▸ What the exercise asks: Show each line in the rows below that contains the word "nail", copied in full.
— START —
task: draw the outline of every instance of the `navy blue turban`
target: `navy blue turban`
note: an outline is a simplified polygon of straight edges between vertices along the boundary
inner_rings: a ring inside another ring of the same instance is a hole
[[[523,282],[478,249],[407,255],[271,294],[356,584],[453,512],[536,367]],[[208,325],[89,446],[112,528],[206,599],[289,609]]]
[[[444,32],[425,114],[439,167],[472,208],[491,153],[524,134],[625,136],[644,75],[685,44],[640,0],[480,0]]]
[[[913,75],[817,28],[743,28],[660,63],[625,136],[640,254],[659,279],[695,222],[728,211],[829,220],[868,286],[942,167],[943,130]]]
— END —
— START —
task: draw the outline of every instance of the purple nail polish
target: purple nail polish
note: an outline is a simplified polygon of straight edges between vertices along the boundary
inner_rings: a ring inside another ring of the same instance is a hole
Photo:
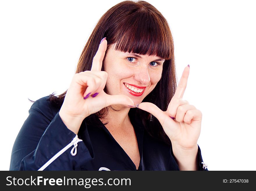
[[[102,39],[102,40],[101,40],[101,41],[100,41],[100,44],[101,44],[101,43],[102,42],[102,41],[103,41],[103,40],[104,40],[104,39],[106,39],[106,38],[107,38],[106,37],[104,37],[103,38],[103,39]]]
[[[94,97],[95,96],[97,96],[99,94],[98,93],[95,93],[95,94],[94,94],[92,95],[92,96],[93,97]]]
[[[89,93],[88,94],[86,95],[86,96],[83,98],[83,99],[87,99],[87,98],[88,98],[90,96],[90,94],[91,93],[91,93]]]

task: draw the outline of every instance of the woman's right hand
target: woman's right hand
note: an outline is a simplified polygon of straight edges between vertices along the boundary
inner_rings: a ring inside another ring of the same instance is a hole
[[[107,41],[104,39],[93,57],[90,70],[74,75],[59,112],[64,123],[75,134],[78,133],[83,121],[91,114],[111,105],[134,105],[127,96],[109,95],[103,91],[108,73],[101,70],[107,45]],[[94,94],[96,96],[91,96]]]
— END —
▸ Exercise result:
task: draw the outline of every instance of the purple nail polish
target: purple nail polish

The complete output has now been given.